** START Selected passage **
Friday 19 October 2012

The Royal Residences of Queen Victoria - Buckingham Palace

The original frontage of Buckingham Palace as designed by
Edward Blore, and viewed from St James's Park Lake, 1897
[From my own collection]

During Queen Victoria's long reign she made use a number of royal residences, primarily Windsor Castle in Berkshire, Buckingham Palace in London, Osborne House on the Isle of Wight, Holyrood House in Edinburgh, and Balmoral Castle in the Scottish Highlands.

This series primarily features 'behind the scenes' period images from Queen Victoria's Private Apartments which will attempt to portray something of Her Majesty's secluded world away from the public gaze. The quality of all images varies considerably. Actual original extant photographs of Queen Victoria when resident at each Royal residence are also featured. Our fourth blog in this series features images taken at Buckingham Palace. I have also included some semi-state apartments as the decoration of these less-used rooms has markedly changed since the Victorian period.
** END Selected passage **
** START Entries provided **
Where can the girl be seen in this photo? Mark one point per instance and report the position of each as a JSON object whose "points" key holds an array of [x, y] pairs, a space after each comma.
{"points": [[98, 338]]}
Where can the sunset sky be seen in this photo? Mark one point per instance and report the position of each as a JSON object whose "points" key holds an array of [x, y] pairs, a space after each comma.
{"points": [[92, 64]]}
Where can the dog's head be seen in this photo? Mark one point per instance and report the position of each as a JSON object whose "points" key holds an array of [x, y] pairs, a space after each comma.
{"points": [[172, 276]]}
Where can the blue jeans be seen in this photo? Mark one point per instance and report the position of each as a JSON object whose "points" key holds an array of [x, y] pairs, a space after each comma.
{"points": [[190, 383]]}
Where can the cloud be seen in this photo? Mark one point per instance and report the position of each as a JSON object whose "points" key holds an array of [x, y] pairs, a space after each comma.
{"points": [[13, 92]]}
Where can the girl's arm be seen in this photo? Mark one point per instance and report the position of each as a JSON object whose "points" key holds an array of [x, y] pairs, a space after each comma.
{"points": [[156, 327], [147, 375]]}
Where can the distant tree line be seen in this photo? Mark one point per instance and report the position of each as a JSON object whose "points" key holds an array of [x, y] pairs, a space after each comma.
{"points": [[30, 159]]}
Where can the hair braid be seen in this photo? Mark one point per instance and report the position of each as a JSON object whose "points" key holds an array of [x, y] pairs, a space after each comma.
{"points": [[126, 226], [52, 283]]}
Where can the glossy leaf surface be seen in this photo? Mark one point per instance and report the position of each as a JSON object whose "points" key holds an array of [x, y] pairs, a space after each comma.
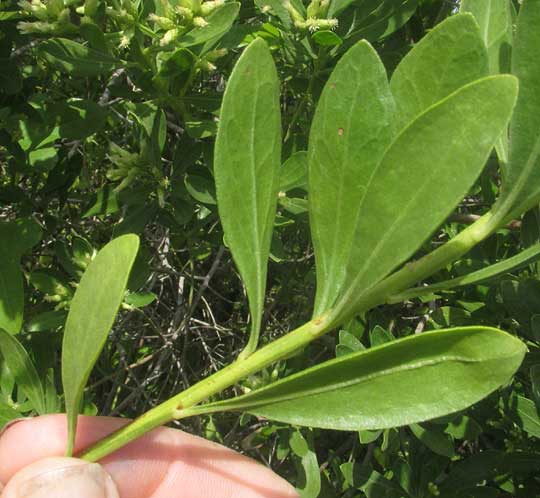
{"points": [[406, 381], [351, 130], [448, 57], [433, 162], [247, 169], [91, 316], [521, 185], [495, 20], [23, 370]]}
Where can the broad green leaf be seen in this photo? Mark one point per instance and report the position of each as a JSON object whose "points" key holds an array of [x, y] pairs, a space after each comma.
{"points": [[435, 160], [520, 260], [375, 19], [90, 318], [23, 370], [293, 172], [495, 20], [247, 169], [448, 57], [76, 59], [521, 177], [406, 381], [351, 130], [219, 22]]}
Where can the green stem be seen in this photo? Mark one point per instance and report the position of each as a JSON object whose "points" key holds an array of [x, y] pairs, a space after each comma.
{"points": [[179, 405], [413, 272]]}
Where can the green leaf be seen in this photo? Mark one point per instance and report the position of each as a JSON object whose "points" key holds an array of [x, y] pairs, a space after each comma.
{"points": [[438, 442], [17, 238], [219, 22], [276, 8], [11, 293], [495, 20], [326, 38], [521, 177], [77, 118], [349, 134], [23, 370], [91, 316], [448, 57], [435, 160], [7, 414], [526, 415], [375, 20], [311, 485], [406, 381], [501, 268], [293, 172], [247, 169], [201, 188], [76, 59]]}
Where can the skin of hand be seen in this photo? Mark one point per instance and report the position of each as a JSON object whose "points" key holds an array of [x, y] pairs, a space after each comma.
{"points": [[165, 463]]}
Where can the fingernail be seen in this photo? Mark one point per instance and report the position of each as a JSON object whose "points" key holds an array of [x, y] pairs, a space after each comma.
{"points": [[61, 477]]}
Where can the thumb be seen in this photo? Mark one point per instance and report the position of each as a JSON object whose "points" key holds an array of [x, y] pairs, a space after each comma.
{"points": [[60, 477]]}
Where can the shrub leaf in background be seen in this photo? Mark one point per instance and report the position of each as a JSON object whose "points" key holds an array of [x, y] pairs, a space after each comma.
{"points": [[433, 162], [247, 170], [521, 176], [402, 382], [76, 59], [351, 130], [219, 22], [23, 370], [91, 316], [524, 258], [16, 238]]}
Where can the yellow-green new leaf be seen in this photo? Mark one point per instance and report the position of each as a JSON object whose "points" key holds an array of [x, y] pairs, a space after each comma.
{"points": [[247, 170], [402, 382], [91, 316]]}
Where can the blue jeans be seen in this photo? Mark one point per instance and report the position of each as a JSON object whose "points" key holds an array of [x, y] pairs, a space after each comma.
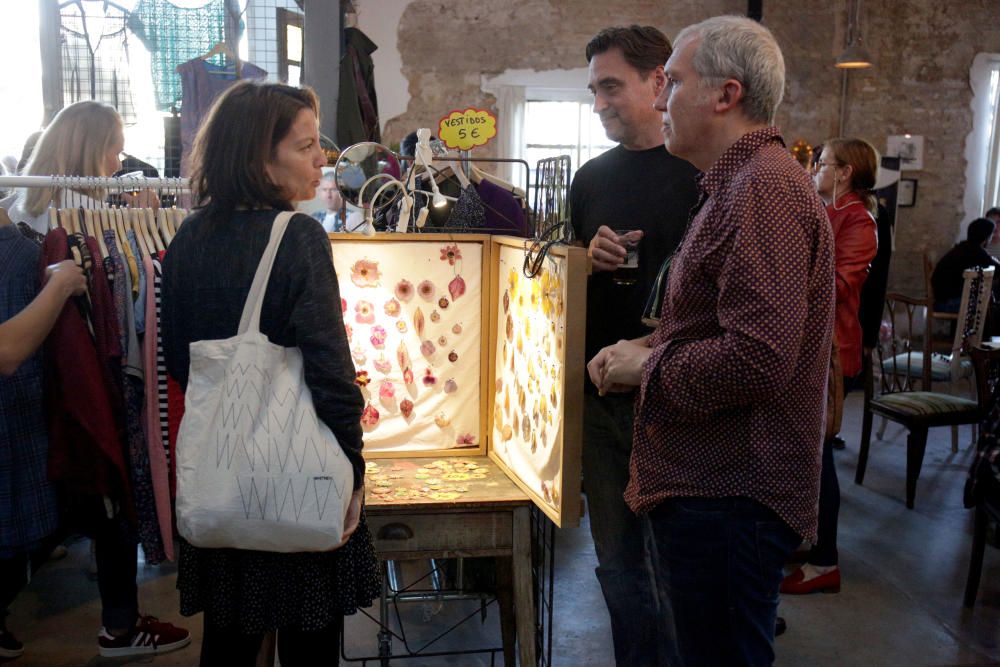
{"points": [[723, 561], [641, 632]]}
** END Entries provided **
*Directives:*
(1) Answer these from the post on Queen Victoria's royal residences:
(a) Who designed the original frontage of Buckingham Palace shown in the 1897 view?
(b) On what island is Osborne House?
(c) Which blog in the series features Buckingham Palace?
(2) Write the next part of the post on Queen Victoria's royal residences, starting after its last sentence.

*Task-by-task outputs:*
(1)
(a) Edward Blore
(b) The Isle of Wight
(c) The fourth

(2)
Much of the 'clutter' and even some of the early 19th century decoration of coloured scaliola columns and blue and pink lapis in the public and semi-public rooms were swept away after the accession of Kind Edward VII in 1902. The predominant colour scheme after his 'clean up' then became 'Belle Epoque' cream and gold. Much 'Victorian embellishment' was actually alien to the original Regency style of the building.

Queen Mary also left her expert mark on most of the Royal residences with one of her favourite past-times being "redecorating and re-arranging rooms" - apparently much to the despair of her staff. As an expert connoisseur of the arts and especially of the Regency style she did in fact take a keen interest in the Royal collection of furniture and art. This included not only recovering and restoring long lost original furniture and objects d'art but also returning many rooms in Buckingham Palace to an authentic - and intended - Regency style of decoration.

These views of the Victorian era Private Apartments generally follow a route from the North end of the West Wing (facing the Palace front lawn and gardens), through Queen Victoria and Prince Albert's Private Apartments in the North wing, then along to the east wing facing The Mall.

The Minister's Staircase.
Note the Memorial Window to the Duke of Clarence.

The Minister's Staircase is located in the East Wing at the end of Queen Victoria's Private Apartments. To the North East lie the State Apartments and to South East lie the Private Apartments. 

A close-up of the Memorial Window to the
Duke of Clarence, the son (and heir
apparent) of King Edward VII and Queen
Alexandra, who died in 1891.

This window, which is visible in the wall above, was later moved and the window space blocked up.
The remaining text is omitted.